**What is needed**
Which lines below contain "yellow"? Copy every one of them.

**Records shown**
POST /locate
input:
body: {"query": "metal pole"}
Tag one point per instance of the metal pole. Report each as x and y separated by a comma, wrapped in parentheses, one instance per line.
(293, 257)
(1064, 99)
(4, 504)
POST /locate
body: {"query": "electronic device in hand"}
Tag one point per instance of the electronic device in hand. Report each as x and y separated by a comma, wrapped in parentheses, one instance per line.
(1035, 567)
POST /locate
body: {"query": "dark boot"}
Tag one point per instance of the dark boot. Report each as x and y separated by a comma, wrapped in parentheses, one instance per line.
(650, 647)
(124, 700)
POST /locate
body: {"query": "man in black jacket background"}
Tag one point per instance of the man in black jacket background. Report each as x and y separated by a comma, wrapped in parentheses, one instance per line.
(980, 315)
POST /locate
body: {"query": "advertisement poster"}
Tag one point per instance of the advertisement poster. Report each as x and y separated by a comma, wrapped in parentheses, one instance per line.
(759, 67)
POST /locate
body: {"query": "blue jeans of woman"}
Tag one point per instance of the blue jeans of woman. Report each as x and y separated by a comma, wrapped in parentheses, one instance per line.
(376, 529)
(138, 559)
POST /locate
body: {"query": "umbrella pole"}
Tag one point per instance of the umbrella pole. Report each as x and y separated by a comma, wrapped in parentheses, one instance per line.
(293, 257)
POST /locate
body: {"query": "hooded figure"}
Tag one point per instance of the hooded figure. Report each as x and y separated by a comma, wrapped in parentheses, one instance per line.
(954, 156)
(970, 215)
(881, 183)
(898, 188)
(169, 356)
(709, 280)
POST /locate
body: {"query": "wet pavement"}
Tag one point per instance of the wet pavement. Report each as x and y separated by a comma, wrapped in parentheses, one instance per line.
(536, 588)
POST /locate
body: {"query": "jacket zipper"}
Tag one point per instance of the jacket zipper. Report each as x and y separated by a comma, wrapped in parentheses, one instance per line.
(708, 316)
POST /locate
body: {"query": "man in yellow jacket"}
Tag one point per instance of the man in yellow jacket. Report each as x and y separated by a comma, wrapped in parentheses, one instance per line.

**Output**
body: {"query": "man in yellow jacket"}
Tag one point per instance of the man in yellow jacket. Report each as x and y separated by a comma, wrapped in parentheses, one instance per line.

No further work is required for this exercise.